[BEGIN Quoted passage]

Pentagon Concedes ‘Awareness Gap’ That Caused Failure to Detect 3 Chinese Spy Balloons During Trump Years

Pentagon Concedes ‘Awareness Gap’ That Caused Failure to Detect 3 Chinese Spy Balloons During Trump Years
General Glen VanHerck, Commander of U.S. Northern Command and North American Aerospace Defense Command, testifies during a Senate Armed Services Committee hearing on Capitol Hill March 24, 2022 in Washington. Drew Angerer/Getty Images
Andrew Thornebrooke
Updated:
0:00

A top U.S. general charged with monitoring the nation’s airspace said that the military didn’t detect previous incursions into U.S. airspace by Chinese spy balloons.

Air Force Gen. Glen VanHerck, who serves as commander of North American Aerospace Defense Command (NORAD), said that Chinese spy balloons previously went undetected on at least three occasions during the Trump administration.

“I will tell you that we did not detect those threats, and that’s a domain awareness gap,” VanHerck said during a press briefing on Feb. 6.

[END Quoted passage]

# [Tasks]
[1] List every person whom the balloon article identifies by both a first name and a surname.
[2] Retype the balloon article from "Air Force Gen." up to and including "the Trump administration.".

[BEGIN Provided records]

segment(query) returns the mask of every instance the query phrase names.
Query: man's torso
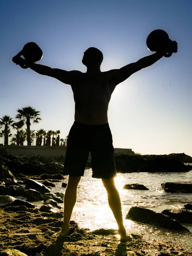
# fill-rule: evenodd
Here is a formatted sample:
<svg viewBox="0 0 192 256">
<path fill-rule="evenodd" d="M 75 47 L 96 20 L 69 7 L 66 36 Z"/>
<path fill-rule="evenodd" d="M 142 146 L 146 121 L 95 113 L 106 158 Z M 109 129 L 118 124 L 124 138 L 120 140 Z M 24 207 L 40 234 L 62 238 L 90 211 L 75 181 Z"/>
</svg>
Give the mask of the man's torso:
<svg viewBox="0 0 192 256">
<path fill-rule="evenodd" d="M 110 73 L 90 76 L 77 71 L 71 84 L 75 103 L 75 121 L 87 125 L 108 122 L 108 109 L 115 88 L 110 82 Z"/>
</svg>

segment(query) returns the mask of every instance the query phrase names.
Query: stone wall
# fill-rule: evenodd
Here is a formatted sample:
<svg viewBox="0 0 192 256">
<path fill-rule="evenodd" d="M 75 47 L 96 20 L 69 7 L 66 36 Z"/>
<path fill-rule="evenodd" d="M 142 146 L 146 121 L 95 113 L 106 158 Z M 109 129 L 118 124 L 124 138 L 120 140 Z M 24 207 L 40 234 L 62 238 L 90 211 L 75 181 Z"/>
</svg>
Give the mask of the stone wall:
<svg viewBox="0 0 192 256">
<path fill-rule="evenodd" d="M 1 147 L 6 150 L 8 154 L 14 156 L 19 155 L 35 155 L 43 156 L 65 156 L 66 147 L 58 146 L 15 146 L 8 145 Z M 115 148 L 115 154 L 131 155 L 135 153 L 131 149 Z"/>
</svg>

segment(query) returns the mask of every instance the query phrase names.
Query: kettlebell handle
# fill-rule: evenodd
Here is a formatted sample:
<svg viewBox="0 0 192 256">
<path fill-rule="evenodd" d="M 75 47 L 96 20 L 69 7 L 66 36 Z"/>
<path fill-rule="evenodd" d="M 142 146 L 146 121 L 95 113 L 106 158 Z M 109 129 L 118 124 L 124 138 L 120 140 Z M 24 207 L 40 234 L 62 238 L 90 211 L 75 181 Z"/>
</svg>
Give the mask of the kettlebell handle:
<svg viewBox="0 0 192 256">
<path fill-rule="evenodd" d="M 13 57 L 13 58 L 17 58 L 20 57 L 21 55 L 23 55 L 23 50 L 22 50 L 20 52 L 17 53 L 17 55 L 16 55 L 15 57 Z M 26 66 L 26 65 L 24 65 L 23 64 L 19 64 L 19 65 L 21 67 L 24 69 L 28 68 L 28 67 L 27 66 Z"/>
</svg>

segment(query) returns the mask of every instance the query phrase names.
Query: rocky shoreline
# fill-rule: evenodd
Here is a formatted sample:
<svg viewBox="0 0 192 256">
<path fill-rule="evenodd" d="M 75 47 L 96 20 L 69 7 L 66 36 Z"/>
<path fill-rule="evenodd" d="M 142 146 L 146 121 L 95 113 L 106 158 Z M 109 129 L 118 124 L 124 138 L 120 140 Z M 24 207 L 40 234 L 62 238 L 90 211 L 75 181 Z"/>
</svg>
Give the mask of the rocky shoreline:
<svg viewBox="0 0 192 256">
<path fill-rule="evenodd" d="M 117 230 L 90 232 L 73 221 L 70 235 L 57 238 L 52 235 L 61 228 L 62 212 L 42 212 L 24 206 L 0 209 L 0 223 L 1 256 L 25 255 L 19 252 L 28 256 L 189 256 L 192 253 L 191 249 L 165 238 L 155 240 L 136 233 L 129 234 L 133 237 L 131 241 L 120 243 Z"/>
<path fill-rule="evenodd" d="M 121 156 L 121 161 L 128 161 L 127 156 Z M 135 160 L 137 158 L 135 158 L 135 156 L 134 157 L 129 159 L 129 163 L 131 163 L 131 159 L 132 166 L 136 170 L 137 166 Z M 140 160 L 149 160 L 150 163 L 157 160 L 159 163 L 159 156 L 157 159 L 151 157 L 151 158 L 150 160 L 140 157 Z M 164 164 L 168 161 L 173 162 L 172 158 L 167 159 L 167 157 L 164 157 Z M 175 161 L 177 163 L 179 161 L 180 166 L 187 167 L 180 160 Z M 148 166 L 151 164 L 149 163 Z M 151 236 L 133 233 L 129 234 L 132 238 L 131 241 L 122 243 L 119 241 L 117 230 L 101 229 L 90 232 L 87 229 L 80 228 L 73 221 L 70 223 L 69 236 L 63 239 L 53 236 L 62 225 L 62 209 L 58 204 L 62 203 L 64 194 L 52 193 L 51 189 L 55 186 L 55 183 L 58 181 L 63 181 L 62 186 L 66 186 L 63 167 L 61 163 L 44 163 L 34 159 L 18 159 L 0 154 L 0 256 L 192 255 L 192 247 L 171 241 L 166 237 L 154 239 Z M 189 168 L 187 169 L 185 171 L 188 171 Z M 162 186 L 167 192 L 186 192 L 185 184 L 179 183 L 177 185 L 175 186 L 175 183 L 162 183 Z M 187 192 L 191 192 L 192 186 L 189 183 Z M 136 183 L 127 184 L 125 189 L 146 188 Z M 18 196 L 22 200 L 15 198 Z M 35 207 L 33 202 L 37 201 L 43 202 L 43 205 Z M 130 209 L 126 218 L 134 221 L 166 228 L 180 235 L 187 233 L 190 236 L 191 233 L 183 223 L 191 224 L 192 209 L 192 205 L 188 204 L 180 210 L 167 209 L 157 214 L 135 207 Z"/>
</svg>

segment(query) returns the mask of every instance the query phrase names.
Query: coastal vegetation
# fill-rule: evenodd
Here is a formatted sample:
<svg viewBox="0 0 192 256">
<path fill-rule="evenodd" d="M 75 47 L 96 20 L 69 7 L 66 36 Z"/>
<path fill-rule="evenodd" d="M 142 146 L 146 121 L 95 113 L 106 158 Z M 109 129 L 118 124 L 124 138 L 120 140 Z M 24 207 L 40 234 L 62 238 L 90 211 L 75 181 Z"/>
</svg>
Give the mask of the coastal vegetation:
<svg viewBox="0 0 192 256">
<path fill-rule="evenodd" d="M 26 141 L 27 145 L 31 145 L 35 142 L 37 146 L 67 145 L 68 136 L 65 139 L 60 137 L 60 130 L 46 131 L 43 128 L 35 131 L 31 129 L 32 123 L 38 124 L 41 120 L 41 112 L 31 106 L 28 106 L 17 110 L 15 120 L 9 116 L 5 115 L 0 118 L 0 138 L 4 138 L 4 144 L 23 145 Z M 26 125 L 26 128 L 23 127 Z M 15 131 L 12 133 L 11 129 Z"/>
</svg>

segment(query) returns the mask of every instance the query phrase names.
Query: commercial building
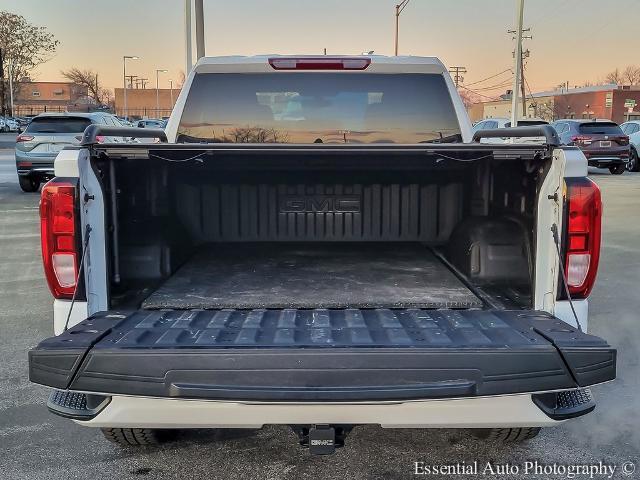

[END Provided records]

# [Answers to the tasks]
[1]
Glen VanHerck
Drew Angerer
Andrew Thornebrooke

[2]
Air Force Gen. Glen VanHerck, who serves as commander of North American Aerospace Defense Command (NORAD), said that Chinese spy balloons previously went undetected on at least three occasions during the Trump administration.